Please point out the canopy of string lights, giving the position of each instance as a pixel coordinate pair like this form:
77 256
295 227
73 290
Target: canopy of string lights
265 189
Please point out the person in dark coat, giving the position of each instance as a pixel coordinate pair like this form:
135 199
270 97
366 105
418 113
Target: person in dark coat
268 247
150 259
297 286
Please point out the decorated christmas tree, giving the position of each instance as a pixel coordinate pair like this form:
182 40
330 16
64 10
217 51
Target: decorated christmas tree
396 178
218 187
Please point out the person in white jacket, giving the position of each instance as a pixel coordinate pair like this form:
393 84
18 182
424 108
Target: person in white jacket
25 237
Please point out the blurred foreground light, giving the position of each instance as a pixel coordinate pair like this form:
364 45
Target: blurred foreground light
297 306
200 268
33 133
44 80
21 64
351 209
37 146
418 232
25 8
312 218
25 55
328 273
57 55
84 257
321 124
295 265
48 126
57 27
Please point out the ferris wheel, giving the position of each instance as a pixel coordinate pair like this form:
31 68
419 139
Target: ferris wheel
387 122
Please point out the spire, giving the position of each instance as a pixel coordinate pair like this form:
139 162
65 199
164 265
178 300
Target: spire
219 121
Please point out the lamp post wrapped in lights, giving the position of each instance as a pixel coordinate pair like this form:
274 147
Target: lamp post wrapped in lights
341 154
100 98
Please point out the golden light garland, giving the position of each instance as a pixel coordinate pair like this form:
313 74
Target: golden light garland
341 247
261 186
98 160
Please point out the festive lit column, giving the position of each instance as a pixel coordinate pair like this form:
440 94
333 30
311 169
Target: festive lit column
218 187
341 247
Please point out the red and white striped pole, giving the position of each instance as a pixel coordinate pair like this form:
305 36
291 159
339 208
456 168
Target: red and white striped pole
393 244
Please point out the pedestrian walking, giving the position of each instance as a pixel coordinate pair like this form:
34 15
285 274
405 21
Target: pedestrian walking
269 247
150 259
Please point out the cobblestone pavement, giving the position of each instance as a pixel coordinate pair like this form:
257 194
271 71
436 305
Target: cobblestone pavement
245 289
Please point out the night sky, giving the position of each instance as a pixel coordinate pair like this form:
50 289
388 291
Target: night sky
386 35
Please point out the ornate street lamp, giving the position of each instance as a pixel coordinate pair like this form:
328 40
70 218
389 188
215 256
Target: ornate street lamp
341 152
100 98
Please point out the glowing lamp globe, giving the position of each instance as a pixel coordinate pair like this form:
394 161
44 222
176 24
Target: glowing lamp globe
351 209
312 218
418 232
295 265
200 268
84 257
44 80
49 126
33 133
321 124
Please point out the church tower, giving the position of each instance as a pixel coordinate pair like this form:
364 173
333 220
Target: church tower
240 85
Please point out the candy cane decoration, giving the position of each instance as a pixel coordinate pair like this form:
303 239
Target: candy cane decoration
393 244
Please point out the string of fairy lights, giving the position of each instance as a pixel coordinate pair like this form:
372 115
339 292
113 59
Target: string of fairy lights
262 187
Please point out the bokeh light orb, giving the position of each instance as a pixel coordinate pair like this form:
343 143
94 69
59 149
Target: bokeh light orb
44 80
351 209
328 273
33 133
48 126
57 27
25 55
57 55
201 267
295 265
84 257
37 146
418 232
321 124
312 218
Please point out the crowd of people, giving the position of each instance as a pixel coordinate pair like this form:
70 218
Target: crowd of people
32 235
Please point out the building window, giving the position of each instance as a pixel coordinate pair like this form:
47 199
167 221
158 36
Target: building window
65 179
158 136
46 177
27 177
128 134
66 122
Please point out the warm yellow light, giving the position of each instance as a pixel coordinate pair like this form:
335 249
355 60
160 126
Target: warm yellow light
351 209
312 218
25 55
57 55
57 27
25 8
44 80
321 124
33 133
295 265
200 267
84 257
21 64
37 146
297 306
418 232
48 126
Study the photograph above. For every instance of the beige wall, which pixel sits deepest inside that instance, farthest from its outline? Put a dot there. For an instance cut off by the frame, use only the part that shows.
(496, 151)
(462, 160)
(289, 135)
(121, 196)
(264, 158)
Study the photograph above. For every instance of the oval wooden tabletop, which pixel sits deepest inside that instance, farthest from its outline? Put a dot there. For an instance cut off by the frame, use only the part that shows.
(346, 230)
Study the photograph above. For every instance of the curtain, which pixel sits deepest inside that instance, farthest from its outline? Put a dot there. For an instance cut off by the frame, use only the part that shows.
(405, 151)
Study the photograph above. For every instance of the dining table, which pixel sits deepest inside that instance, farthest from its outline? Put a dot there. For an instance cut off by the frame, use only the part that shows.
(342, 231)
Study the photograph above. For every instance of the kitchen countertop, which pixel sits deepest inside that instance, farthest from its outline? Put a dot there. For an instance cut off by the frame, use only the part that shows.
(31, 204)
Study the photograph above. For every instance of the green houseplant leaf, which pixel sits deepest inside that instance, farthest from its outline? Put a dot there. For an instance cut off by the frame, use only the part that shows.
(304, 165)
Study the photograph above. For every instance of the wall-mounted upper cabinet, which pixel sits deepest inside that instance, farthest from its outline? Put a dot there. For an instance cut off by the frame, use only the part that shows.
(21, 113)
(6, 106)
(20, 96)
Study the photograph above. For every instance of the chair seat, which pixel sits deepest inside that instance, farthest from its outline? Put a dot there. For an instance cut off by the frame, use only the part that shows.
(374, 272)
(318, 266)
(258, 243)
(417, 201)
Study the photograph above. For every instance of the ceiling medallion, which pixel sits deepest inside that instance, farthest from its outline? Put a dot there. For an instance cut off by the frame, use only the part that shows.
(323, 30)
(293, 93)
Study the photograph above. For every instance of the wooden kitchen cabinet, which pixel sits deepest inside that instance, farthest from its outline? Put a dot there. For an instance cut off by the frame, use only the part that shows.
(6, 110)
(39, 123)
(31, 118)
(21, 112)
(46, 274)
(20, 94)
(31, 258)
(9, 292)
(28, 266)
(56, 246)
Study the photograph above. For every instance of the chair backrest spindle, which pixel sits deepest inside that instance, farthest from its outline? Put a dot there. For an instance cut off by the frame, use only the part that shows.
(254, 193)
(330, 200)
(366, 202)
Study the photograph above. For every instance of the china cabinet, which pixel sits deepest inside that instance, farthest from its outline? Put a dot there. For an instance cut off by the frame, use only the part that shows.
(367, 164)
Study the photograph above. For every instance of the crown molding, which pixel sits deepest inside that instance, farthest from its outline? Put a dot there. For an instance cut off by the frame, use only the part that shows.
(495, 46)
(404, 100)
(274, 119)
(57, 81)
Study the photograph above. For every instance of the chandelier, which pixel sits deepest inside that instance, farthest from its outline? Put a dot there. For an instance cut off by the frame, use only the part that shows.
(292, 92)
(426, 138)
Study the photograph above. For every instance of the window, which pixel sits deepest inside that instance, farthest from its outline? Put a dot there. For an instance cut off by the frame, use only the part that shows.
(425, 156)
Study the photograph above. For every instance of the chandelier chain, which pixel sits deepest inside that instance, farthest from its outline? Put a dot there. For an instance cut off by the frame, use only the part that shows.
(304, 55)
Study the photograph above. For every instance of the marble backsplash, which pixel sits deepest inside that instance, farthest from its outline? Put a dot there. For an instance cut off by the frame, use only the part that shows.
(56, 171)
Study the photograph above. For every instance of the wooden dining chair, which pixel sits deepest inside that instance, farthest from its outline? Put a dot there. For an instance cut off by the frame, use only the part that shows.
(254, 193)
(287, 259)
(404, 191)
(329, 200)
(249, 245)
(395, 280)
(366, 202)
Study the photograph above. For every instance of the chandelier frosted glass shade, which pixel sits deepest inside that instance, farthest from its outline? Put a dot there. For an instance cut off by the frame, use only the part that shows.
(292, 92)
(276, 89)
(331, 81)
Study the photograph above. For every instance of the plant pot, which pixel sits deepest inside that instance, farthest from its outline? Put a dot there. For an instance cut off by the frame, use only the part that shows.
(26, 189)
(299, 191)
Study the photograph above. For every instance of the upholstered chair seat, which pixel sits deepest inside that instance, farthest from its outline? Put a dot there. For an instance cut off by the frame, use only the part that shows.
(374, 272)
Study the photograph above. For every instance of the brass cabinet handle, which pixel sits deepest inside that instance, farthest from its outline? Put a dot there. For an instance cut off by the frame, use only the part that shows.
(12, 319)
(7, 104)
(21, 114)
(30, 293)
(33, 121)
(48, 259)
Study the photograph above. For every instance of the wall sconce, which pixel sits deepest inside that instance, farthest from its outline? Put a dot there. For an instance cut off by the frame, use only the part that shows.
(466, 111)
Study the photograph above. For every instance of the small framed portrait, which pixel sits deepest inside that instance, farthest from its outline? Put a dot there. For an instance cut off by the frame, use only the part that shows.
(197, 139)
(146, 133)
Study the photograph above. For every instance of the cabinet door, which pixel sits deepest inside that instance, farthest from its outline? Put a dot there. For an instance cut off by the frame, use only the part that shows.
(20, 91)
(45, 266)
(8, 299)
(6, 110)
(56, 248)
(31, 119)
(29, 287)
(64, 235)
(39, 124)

+++

= What is needed =
Print, word for word, the section of the material that begins with the line containing "Study the photograph above. For every instance of the cabinet" and continues to the end of the material.

= The completed task =
Study the photograph above. For every instance of the cabinet door, which pixel sits deepest inside that instance, farthest from its outline? Put a dot there. For an instance cut off by the frame, use only the part that shows.
(20, 91)
(45, 266)
(8, 299)
(6, 110)
(56, 248)
(31, 119)
(29, 287)
(64, 235)
(39, 124)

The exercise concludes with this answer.